> **Zu bearbeitende Aufgaben**
a: Gib die Zeilen der Datensätze erneut aus, beginnend am Anfang der Datensätze und endend nach der Zeile, die „[648,249,669,286]“ enthält, einschließlich der Anfragen, und versetze dabei jede Koordinate der Begrenzungsrahmen in den Antworten um 87 nach oben. Lass die Bilder in der Ausgabe weg.
b: Führe den Ankündigungstext zur Tagung über populäre Genealogie und Historische Demographie ab seinem letzten Satz weiter.

> **Extrahierter Text**
-=-=-=-=-
Populäre Genealogie, Geschichtswissenschaft und Historische Demographie

Populäre Genealogie, Geschichtswissenschaft und Historische Demographie

Organizer
Arbeitskreis Historische Demographie in Zusammenarbeit mit dem Seminar für Volkskunde/Europäische Ethnologie der Westfälischen Wilhelms-Universität Münster
Venue
Seminar für Volkskunde/Europäische Ethnologie
Location
Münster
Country
Germany
From - Until
16.03.2018 - 17.03.2018
Deadline
15.01.2018
By
Georg Fertig

Der Arbeitskreis Historische Demographie ist ein 1994 gegründeter informeller Zusammenschluss von Historiker(inne)n, die in wechselnder Zusammensetzung Themen der Geschichte von Familie, Gesundheit, Lebenslauf, Sozialstruktur und Bevölkerung bearbeiten. Er tagt in der Regel mindestens jährlich an wechselnden Orten.

Für die Historische Demographie ist die populäre Genealogie ein unverzichtbarer Partner; für die akademische Geschichtswissenschaft insgesamt ist sie ein eher schwieriges und irritierendes Gegenüber. Die Tagung soll dazu dienen, drei Ziele zu erreichen. Erstens geht es darum, die Motive zu verstehen, aufgrund derer Genealog(inn)en Zeit und Geld, technisches und historisches Gespür für Erkenntnisse einsetzen, deren Nutzen in der akademischen Forschung nur selten Anerkennung findet. Genealogie ist heute längst nicht nur „Ahnenforschung“, die sozusagen den „Stamm“ eines Stammbaums nach oben verfolgt; sie erkundet auch die Seitenzweige der „Baumkrone“. Welche Vorstellungen hinter diesem Interesse liegen, ist mittlerweile Gegenstand sozialanthropologischer Forschung geworden – zwischen der Phantasie, dass jeder mit jedem verwandt ist, dem Traum, eigentlich von Adel zu sein und dem Bedürfnis, in eine lebendige Beziehung mit den Toten zu treten, indem man sie kennenlernt, liegen Welten.
-=-=-=-=-
> **Auszug der Datensätze**
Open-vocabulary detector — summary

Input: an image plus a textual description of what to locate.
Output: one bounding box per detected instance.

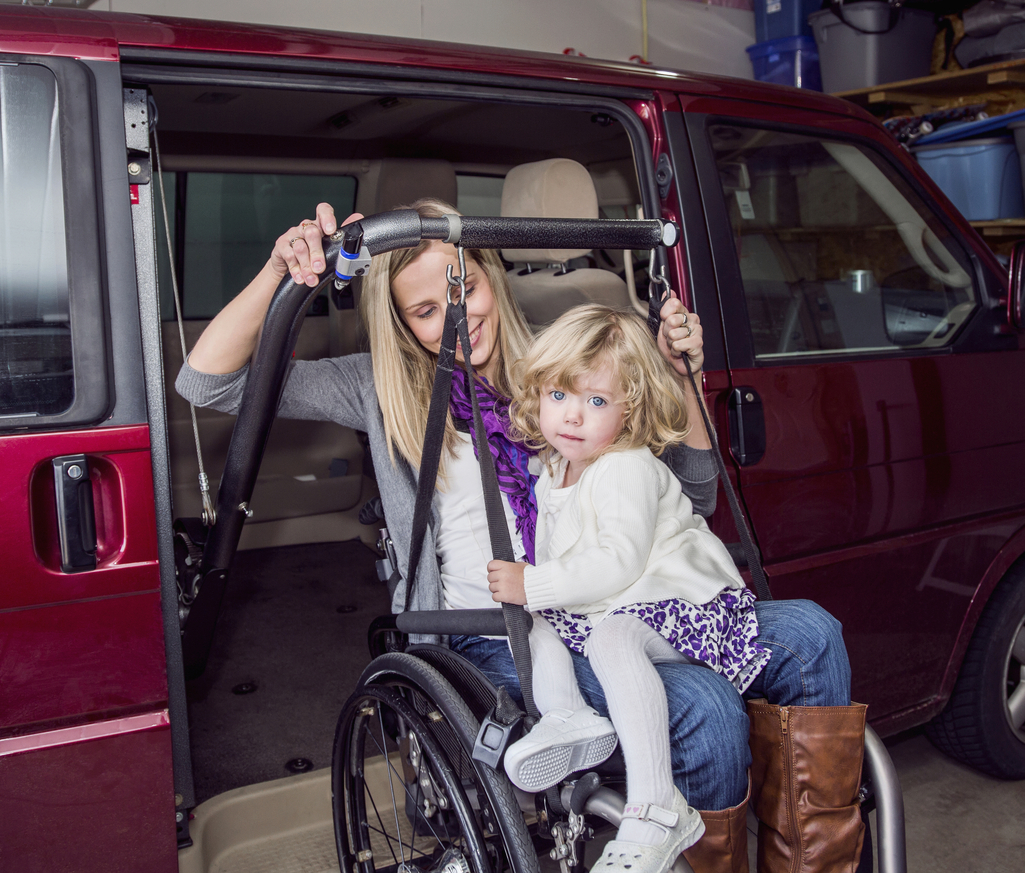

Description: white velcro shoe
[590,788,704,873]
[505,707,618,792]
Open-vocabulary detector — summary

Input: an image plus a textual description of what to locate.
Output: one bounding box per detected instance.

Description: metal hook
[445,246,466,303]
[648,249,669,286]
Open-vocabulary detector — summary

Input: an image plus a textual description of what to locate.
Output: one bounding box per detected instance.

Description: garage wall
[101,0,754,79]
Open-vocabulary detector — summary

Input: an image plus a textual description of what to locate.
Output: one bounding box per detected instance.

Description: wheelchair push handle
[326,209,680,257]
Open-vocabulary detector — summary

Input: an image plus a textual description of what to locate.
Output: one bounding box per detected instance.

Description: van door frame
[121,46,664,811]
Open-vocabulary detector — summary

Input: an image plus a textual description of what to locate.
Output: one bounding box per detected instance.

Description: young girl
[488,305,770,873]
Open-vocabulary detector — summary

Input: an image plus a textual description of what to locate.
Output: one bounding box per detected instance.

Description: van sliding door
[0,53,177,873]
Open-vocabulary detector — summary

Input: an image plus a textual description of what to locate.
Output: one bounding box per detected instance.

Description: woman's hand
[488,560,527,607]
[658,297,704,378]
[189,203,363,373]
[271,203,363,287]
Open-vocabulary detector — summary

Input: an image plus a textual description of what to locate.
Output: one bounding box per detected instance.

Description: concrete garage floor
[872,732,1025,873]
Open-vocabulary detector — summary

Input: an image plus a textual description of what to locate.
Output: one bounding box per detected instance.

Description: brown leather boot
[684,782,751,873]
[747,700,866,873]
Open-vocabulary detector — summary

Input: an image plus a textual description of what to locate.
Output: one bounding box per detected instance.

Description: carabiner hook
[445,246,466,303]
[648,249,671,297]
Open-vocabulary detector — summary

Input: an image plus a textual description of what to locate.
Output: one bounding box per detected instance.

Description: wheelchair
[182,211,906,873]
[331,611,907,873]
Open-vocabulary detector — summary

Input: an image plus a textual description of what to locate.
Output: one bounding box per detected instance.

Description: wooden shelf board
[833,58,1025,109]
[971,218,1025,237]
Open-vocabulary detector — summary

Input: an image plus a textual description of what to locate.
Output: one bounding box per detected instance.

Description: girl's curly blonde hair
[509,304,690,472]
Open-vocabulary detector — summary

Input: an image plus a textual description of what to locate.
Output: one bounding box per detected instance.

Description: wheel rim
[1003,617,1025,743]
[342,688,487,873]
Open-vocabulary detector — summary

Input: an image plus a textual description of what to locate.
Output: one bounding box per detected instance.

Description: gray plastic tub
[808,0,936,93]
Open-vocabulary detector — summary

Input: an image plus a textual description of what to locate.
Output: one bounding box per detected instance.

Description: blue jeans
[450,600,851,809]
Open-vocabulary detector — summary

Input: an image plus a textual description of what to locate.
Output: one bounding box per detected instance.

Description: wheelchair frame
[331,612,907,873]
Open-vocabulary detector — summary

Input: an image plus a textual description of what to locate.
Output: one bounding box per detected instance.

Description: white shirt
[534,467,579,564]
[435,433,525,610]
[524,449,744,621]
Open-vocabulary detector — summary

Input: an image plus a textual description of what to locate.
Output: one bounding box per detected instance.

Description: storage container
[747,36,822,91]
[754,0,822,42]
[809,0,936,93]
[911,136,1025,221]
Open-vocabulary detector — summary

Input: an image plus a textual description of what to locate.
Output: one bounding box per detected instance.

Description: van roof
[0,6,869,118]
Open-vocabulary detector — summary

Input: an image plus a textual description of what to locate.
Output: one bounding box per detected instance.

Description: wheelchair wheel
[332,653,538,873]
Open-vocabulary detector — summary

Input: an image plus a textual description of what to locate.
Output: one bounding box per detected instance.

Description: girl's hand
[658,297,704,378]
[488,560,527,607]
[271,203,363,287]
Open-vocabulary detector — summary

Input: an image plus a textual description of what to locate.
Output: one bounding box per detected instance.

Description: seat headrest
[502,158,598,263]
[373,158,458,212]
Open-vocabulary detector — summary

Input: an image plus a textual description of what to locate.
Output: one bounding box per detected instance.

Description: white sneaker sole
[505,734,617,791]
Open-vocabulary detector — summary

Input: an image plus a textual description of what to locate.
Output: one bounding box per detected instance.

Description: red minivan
-=-=-=-=-
> **Ergebnisse je Aufgabe**
a:
Open-vocabulary detector — summary

Input: an image plus a textual description of what to locate.
Output: one bounding box per detected instance.


Description: white velcro shoe
[677,875,791,960]
[592,794,705,879]
Open-vocabulary detector — summary

Input: an image plus a textual description of what to locate.
Output: one bounding box per detected instance.

Description: metal hook
[532,333,553,390]
[735,336,756,373]

b:
Zweitens geht es um die Praktiken der Genealogie, um Erfassen, Verknüpfen und Mitteilen. Bei der Erfassung von Daten scheint die genealogische Forschung mehr und mehr in einem arbeitsteiligen Verhältnis zu den digitalen Humanwissenschaften zu stehen: Texterfassung bei den einen, Personenerfassung bei den anderen. Das passt zu einer derzeitigen Tendenz der Geschichtswissenschaft, mehr eine Geschichte der vielen Texte (historische Kulturwissenschaft) als eine Geschichte der vielen Menschen (historische Sozialwissenschaft) sein zu wollen. – Die zweite grundlegende genealogische Praktik ist das Verknüpfen, also das Aufstellen von Vermutungen darüber, ob es sich bei zwei oder mehreren Vorkommen einer Person um dieselbe oder um andere Personen handelt. Lassen sich hierfür formale Regeln (Algorithmen) formulieren, transparent machen, revidierbar gestalten? Auf Verknüpfungen beruht auch das Herstellen von Beziehungen. Genealogie schließt manche historische Personen in diese Beziehungen ein und andere aus. Wir suchen nach den Großeltern unserer Großeltern, aber nicht nach den Patinnen unserer Paten oder den Lehrern unserer Lehrerinnen. In welchem Maße hat die Genealogie ein offenes Auge für Nachbarschaftsbeziehungen, für gemeinsame Lebenswege von Schulkameraden oder im Militär? – Die dritte wichtige Praktik ist das Kommunizieren, das Weitergeben von Ergebnissen. In der akademischen Wissenschaft gibt es klar definierte Formen des Publizierens und Zitierens; die Weitergabe genealogischer Forschungsergebnisse erfolgt aber oft informell. Wie kann populäre Forschung ihre Zitierfähigkeit sichern? Und wo sind die Wissenschaftler(innen), die das nicht-wissenschaftliche Wissen der populären Forschung als Wissen ernstnehmen und nutzen?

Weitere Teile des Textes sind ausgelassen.